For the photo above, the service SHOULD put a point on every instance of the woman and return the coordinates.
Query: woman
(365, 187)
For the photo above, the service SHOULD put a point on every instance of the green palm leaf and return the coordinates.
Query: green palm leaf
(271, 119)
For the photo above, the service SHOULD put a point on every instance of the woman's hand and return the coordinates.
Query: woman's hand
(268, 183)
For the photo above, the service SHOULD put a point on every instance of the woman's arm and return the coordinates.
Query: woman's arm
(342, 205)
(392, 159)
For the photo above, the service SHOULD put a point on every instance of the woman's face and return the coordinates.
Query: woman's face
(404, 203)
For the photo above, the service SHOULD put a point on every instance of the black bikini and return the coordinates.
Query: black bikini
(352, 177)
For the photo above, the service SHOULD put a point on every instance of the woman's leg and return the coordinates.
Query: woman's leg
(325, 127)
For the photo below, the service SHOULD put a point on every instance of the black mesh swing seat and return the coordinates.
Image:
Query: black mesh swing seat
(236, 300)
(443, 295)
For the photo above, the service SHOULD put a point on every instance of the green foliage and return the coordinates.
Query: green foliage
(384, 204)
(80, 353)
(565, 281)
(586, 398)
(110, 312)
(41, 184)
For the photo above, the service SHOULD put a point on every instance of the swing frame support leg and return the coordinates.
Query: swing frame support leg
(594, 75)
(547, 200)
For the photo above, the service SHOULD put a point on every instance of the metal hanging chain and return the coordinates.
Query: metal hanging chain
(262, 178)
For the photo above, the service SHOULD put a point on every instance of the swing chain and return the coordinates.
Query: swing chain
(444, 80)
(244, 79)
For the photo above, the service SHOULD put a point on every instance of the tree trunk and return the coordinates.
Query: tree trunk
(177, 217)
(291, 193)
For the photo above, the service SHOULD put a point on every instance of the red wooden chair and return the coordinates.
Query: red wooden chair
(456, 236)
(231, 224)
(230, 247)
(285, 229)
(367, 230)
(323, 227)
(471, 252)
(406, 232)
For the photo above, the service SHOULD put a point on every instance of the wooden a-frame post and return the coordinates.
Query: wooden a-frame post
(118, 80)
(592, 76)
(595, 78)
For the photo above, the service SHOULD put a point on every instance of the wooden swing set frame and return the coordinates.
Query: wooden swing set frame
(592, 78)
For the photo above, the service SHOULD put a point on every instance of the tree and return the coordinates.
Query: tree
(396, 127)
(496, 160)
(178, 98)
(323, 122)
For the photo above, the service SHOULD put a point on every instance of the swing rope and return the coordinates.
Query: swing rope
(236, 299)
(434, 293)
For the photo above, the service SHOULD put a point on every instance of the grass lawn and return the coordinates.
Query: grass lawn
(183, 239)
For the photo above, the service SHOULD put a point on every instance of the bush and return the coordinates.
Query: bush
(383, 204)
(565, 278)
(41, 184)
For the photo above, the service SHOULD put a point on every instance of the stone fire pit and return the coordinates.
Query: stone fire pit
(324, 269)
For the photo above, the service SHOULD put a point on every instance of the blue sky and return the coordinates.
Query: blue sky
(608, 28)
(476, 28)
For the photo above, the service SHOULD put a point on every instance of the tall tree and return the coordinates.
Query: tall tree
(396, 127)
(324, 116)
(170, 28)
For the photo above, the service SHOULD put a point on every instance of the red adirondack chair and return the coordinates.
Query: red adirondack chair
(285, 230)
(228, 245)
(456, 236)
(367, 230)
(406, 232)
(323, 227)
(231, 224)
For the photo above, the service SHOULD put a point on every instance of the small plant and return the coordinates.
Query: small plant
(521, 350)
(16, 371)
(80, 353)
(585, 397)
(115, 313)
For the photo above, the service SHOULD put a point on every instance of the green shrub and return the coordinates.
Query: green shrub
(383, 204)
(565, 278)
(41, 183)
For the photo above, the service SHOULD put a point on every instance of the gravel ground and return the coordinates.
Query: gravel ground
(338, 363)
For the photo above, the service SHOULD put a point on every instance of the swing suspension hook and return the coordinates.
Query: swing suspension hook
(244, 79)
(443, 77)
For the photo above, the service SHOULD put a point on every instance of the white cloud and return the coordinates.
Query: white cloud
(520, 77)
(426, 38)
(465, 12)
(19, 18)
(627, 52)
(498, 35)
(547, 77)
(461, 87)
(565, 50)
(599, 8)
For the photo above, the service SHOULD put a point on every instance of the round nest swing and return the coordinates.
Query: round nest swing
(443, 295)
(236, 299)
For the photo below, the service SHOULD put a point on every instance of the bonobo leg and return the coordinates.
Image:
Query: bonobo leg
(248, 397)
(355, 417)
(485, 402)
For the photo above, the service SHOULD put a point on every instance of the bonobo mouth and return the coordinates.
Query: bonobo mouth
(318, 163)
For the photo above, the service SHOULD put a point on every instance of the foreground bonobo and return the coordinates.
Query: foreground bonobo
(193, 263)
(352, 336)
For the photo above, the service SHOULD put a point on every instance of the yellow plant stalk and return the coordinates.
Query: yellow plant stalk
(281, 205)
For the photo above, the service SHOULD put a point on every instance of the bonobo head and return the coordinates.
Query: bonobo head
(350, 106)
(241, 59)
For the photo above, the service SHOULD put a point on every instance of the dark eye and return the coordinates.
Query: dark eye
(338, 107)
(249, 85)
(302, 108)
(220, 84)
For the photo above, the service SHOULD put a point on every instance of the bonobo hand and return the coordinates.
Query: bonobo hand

____________________

WORK ORDER:
Could you restate the listing above word for word, leaving nothing out?

WRITTEN SOLUTION:
For the photo above, the service SHOULD put a point on every instance of the woman and return the coordinates.
Query: woman
(365, 187)
For the photo above, the service SHOULD put a point on every instance of the green palm leaf and return the coordinates.
Query: green palm leaf
(271, 119)
For the photo above, the service SHOULD put a point on every instance of the woman's hand and return the coordinates.
Query: woman's hand
(268, 183)
For the photo above, the service SHOULD put a point on every instance of the woman's arm and return the coordinates.
Query: woman's arm
(342, 205)
(392, 159)
For the photo above, the service SHOULD put a point on every instance of the woman's face and return the coordinates.
Query: woman's face
(404, 203)
For the photo above, the service SHOULD put a point on every instance of the black bikini and return the coordinates.
Query: black bikini
(352, 177)
For the photo above, the service SHOULD put a point on every instance of the woman's leg and return the coordinates.
Query: woman's leg
(325, 127)
For the photo below, the service SHOULD put a point on every instance of the black mesh swing seat and return the coordinates.
Image:
Query: black mesh swing seat
(236, 300)
(443, 295)
For the photo above, the service SHOULD put a point on every instance of the green foliage and return the coordinates.
Query: green foliage
(384, 204)
(80, 353)
(565, 281)
(586, 398)
(110, 312)
(41, 184)
For the photo above, the service SHOULD put a point on every instance of the swing frame support leg and return the coordinates.
Query: swing frame support leg
(594, 75)
(547, 200)
For the photo above, the service SHOULD put a point on every instance of the metal hanging chain and return the coordinates.
Query: metal hanging chain
(262, 178)
For the photo above, the service SHOULD put a point on every instance of the swing chain and return the coordinates.
Query: swing chain
(444, 80)
(244, 79)
For the photo above, the service SHOULD put a point on every instance of the tree trunk and return the coordinates.
Query: tree trunk
(177, 217)
(291, 193)
For the photo above, the service SHOULD put a point on every instance of the red wooden chair and return the coordinates.
Query: red wooden chair
(456, 236)
(231, 224)
(230, 247)
(285, 229)
(367, 230)
(323, 227)
(471, 252)
(406, 232)
For the photo above, the service SHOULD put a point on every instance of the wooden a-frame post and return the coordinates.
Query: wooden a-frame post
(118, 80)
(592, 76)
(595, 78)
For the photo above, the service SHOULD put a point on every instance of the wooden swing set frame and return the coordinates.
Query: wooden swing set frame
(592, 78)
For the photo above, the service SHOULD put a point on every instance of the tree and return the coordinates.
Query: tree
(396, 127)
(496, 160)
(178, 98)
(323, 122)
For the photo above, the service SHOULD put a point on every instance of the swing rope and return the coordinates.
Query: swing rope
(236, 299)
(434, 293)
For the photo above, the service SHOULD put a point on every instance of the grass lawn and return the coordinates.
Query: grass lawn
(183, 239)
For the photo above, the service SHOULD put a point on every instance of the bush and return the coordinates.
Query: bush
(383, 204)
(565, 278)
(41, 184)
For the photo above, the service SHOULD put a point on every instance of the stone fire pit and return the coordinates.
Query: stone fire pit
(324, 269)
For the photo above, the service SHOULD put a point on every instance of the blue sky and return the coordinates.
Query: blue sky
(608, 28)
(476, 28)
For the photo above, the service SHOULD put a point on every instance of the tall tree and return the coordinates.
Query: tall tree
(396, 127)
(324, 116)
(170, 28)
For the photo above, the service SHOULD put a point on every instance of the red adirondack chair and return the coordinates.
Query: red adirondack chair
(285, 230)
(228, 245)
(456, 236)
(367, 230)
(406, 232)
(323, 227)
(231, 224)
For the photo above, the service SHOULD put a point on every instance of the small plant and return the coordinates.
Query: small plant
(521, 350)
(16, 371)
(80, 353)
(585, 397)
(115, 313)
For the photo above, the service SHOULD put a point on every instance of the green shrub and return the coordinates.
Query: green shrub
(383, 204)
(565, 278)
(41, 183)
For the photo above, the service SHOULD put a point on every instance of the gravel ground and return the coordinates.
Query: gravel ground
(338, 363)
For the photo above, the service SHOULD put a point on every instance of the swing suspension hook and return the coordinates.
Query: swing suspension hook
(244, 79)
(443, 77)
For the photo above, the service SHOULD put a point on every instance of the white cloud and return the coordinates.
Query: white cloud
(520, 77)
(426, 38)
(465, 12)
(19, 18)
(627, 52)
(498, 35)
(547, 77)
(461, 87)
(565, 50)
(599, 8)
For the photo above, the service SHOULD put a point on every instance of the round nest swing and return the coordinates.
Query: round nest swing
(443, 295)
(236, 299)
For the photo below, the service SHOULD put a point on every instance of the bonobo leg and return the coordinates.
Image:
Query: bonobo leg
(248, 397)
(355, 417)
(485, 402)
For the photo above, the service SHOULD put a point on every instance of the bonobo mouth and return the coordinates.
Query: bonobo mouth
(318, 163)
For the photo above, the service SHOULD put a point on every instance of the foreground bonobo and return the coordinates.
Query: foreground bonobo
(193, 263)
(352, 336)
For the photo above, the service SHOULD put a point on every instance of the yellow plant stalk and return the coordinates.
Query: yellow plant stalk
(281, 205)
For the photo above, the service SHOULD put a point on every instance of the bonobo head and return the coordinates.
Query: bonobo head
(350, 106)
(241, 59)
For the photo above, the service SHOULD put a point on every instance of the dark eye and return the coordinates.
Query: dark eye
(338, 107)
(249, 85)
(302, 108)
(220, 84)
For the photo above, the service SHOULD put a point on every instance of the bonobo hand and return the coordinates.
Query: bonobo hand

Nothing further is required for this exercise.